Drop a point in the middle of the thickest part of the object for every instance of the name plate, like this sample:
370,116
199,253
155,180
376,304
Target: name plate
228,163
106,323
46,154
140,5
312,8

(Requirement) Could you write out all of the records above again, line for line, with nothing changed?

(Finished task)
Drop a point in the middle of the thickest part of the object for every instance of the name plate, like this sample:
370,116
199,253
155,180
376,304
Target: name plate
228,163
106,323
46,154
140,5
312,8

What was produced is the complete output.